▶ [WORK TO COMPLETE] Your answer is the lines from the one that has "I'm trying to find the bird head." through the last line of the records below, retyped exactly and alone.

########################################

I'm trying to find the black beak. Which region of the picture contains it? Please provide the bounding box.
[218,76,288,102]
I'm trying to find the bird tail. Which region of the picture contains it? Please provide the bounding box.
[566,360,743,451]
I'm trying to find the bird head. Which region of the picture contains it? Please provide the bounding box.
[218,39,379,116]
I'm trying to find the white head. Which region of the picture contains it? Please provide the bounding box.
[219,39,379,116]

########################################

▶ [YOUR SOLUTION]
I'm trying to find the bird head. Which region of the picture contains it? Please provide the bounding box.
[218,39,379,116]
I'm trying to find the white head. Which region of the picture contains it? Please provide the bounding box.
[219,39,379,116]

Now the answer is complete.